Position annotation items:
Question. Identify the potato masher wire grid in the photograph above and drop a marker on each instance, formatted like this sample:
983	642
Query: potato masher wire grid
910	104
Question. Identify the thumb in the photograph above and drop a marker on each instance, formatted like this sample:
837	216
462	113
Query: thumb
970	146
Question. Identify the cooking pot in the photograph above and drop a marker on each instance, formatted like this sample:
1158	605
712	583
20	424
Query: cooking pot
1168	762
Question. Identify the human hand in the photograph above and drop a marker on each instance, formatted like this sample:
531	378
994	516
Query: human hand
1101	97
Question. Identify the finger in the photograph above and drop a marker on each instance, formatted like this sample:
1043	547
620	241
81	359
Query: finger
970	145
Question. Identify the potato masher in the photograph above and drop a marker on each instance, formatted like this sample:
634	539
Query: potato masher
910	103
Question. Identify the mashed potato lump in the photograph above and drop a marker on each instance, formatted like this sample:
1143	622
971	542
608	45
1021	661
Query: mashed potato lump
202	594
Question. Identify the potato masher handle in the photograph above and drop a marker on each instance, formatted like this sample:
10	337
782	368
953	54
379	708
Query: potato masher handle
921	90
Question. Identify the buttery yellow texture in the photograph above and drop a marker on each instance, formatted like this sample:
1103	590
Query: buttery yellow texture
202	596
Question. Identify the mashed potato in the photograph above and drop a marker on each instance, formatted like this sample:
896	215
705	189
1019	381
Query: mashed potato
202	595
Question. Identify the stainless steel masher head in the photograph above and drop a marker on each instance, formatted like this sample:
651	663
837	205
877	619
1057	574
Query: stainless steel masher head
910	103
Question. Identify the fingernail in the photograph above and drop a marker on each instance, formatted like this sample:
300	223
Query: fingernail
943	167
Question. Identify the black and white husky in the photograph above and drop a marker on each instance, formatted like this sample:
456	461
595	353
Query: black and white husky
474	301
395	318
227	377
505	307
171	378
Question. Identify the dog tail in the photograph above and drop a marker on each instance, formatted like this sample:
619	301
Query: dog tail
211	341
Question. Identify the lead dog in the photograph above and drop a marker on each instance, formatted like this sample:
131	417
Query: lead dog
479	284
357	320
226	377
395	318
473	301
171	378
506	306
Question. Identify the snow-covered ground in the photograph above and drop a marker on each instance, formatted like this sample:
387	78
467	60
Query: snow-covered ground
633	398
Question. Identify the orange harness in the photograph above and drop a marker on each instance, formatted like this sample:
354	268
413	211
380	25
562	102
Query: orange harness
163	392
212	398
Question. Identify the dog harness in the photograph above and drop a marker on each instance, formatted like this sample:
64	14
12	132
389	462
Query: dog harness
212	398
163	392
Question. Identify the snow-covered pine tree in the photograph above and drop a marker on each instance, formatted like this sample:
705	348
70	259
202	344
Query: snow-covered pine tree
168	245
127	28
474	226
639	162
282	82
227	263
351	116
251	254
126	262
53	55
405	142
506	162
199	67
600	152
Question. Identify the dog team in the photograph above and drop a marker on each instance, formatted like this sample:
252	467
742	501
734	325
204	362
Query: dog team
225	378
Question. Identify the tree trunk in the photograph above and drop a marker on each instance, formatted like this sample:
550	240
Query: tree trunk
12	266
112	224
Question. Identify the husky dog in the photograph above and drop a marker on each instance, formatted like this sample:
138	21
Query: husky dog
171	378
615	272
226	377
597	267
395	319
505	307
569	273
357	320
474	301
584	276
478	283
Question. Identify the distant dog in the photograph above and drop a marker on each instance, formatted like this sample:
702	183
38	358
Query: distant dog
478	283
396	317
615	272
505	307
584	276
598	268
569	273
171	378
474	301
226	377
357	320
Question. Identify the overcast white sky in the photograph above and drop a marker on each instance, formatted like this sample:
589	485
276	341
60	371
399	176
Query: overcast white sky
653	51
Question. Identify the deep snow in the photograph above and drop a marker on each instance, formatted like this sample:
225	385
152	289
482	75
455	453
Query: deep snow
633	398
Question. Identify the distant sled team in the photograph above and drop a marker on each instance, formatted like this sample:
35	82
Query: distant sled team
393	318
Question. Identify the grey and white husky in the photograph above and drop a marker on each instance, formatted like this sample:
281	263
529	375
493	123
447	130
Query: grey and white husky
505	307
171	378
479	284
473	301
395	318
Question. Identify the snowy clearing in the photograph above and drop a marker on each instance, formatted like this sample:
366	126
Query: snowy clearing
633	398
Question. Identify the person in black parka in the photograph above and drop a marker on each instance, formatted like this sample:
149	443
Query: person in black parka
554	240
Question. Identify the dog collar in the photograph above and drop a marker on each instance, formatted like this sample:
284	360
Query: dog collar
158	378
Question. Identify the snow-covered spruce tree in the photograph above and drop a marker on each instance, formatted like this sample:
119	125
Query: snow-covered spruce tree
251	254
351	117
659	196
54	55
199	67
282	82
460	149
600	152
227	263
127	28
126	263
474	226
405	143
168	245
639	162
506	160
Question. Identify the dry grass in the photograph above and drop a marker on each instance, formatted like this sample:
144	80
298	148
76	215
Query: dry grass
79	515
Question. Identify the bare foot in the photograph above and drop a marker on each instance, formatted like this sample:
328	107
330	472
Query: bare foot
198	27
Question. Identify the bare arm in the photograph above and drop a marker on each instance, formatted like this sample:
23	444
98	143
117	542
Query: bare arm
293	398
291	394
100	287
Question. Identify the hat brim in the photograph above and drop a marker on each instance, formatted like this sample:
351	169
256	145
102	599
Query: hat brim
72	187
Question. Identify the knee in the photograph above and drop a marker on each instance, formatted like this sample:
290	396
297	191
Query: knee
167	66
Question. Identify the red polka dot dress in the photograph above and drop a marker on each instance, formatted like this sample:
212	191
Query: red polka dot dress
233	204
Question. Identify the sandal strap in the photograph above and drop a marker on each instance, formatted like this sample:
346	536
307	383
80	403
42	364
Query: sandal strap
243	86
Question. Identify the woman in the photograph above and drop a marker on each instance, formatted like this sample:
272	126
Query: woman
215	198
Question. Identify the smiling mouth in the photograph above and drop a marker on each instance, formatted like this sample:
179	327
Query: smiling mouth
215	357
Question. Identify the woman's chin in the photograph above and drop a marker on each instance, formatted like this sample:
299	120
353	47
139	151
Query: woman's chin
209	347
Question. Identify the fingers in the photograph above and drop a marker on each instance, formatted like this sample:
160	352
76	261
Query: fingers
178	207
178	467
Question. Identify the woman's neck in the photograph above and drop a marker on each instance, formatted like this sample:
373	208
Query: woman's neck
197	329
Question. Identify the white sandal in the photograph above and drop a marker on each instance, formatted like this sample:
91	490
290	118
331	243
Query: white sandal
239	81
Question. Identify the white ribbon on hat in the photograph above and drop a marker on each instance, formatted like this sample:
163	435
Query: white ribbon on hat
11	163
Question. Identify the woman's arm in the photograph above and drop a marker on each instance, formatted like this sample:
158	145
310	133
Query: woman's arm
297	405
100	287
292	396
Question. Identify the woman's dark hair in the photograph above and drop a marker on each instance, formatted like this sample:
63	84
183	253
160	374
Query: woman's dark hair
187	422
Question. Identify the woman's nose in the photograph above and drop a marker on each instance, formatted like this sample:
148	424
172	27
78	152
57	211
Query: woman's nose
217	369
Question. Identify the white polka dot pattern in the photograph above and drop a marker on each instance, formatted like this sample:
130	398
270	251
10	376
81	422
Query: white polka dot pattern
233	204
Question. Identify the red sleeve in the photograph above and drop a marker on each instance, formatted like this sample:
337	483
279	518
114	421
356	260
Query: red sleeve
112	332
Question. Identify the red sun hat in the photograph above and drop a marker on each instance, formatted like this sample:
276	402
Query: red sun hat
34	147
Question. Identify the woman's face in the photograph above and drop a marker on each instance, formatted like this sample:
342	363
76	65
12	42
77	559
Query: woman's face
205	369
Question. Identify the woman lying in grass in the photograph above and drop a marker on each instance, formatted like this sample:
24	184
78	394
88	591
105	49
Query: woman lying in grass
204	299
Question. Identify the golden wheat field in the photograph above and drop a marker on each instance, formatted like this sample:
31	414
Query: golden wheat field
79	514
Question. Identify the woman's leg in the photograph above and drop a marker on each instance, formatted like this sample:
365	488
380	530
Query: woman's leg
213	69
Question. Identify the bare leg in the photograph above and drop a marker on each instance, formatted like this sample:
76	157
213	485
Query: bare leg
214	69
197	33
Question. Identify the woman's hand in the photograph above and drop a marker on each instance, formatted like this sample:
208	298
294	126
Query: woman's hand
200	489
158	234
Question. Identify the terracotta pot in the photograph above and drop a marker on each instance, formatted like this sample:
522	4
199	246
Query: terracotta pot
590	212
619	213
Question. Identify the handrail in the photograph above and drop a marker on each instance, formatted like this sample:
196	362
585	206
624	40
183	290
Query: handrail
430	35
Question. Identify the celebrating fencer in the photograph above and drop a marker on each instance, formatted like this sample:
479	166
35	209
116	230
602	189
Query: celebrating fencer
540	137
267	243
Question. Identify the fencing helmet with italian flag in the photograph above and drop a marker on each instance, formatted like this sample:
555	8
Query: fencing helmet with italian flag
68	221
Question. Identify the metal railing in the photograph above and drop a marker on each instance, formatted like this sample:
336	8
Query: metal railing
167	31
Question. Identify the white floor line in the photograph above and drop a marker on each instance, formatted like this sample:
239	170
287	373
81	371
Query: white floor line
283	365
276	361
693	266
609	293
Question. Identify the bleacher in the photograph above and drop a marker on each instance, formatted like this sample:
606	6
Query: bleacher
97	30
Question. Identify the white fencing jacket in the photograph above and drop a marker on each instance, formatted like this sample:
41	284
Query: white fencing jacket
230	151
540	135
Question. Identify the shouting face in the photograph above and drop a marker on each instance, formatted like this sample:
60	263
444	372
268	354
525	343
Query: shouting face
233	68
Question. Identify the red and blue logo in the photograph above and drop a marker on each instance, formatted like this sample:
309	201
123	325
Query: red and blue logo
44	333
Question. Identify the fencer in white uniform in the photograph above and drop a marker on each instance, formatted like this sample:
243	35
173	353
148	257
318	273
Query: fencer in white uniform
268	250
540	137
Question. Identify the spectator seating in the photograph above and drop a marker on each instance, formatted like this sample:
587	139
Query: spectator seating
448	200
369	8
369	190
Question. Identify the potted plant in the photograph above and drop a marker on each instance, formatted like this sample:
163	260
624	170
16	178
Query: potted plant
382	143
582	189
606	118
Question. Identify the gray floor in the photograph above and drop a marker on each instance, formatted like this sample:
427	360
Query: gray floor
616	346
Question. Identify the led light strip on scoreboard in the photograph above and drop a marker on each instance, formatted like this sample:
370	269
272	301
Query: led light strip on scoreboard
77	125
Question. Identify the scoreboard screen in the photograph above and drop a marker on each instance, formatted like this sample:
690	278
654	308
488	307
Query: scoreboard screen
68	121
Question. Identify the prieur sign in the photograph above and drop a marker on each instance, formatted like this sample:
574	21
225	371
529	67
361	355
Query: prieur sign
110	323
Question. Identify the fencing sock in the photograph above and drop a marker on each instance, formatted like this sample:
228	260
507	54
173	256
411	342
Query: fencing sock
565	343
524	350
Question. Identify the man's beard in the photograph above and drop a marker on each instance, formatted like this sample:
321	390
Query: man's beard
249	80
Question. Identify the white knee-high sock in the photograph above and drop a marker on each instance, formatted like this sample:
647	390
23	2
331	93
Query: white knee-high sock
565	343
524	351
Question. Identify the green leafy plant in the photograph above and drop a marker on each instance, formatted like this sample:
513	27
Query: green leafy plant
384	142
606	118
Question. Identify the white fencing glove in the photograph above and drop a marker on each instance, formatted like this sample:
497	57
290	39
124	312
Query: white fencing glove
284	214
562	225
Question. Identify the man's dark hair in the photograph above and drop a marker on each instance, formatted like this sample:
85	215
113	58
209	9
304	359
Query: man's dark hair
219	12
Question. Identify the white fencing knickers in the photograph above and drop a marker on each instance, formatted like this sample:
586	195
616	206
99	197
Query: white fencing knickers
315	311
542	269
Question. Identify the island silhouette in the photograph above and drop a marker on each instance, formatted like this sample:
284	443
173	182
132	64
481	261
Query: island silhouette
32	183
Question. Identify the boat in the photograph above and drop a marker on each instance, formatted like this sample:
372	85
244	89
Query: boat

CHALLENGE: Rewrite the part of the items that begins with the line containing "Question. Identify the island" and continues to the end of the items, replacing "boat" with "ship" and leaving everything else unchanged.

TASK RESPONSE:
Question. Identify the island silhouette in the photograph above and drop a marker on each instance, formatted like this sample:
284	443
173	182
132	64
481	261
Query: island silhouette
32	183
Question. Identify the ship in the photograph above and drop a marker on each instance, formatted like this sample:
372	85
244	89
Query: ship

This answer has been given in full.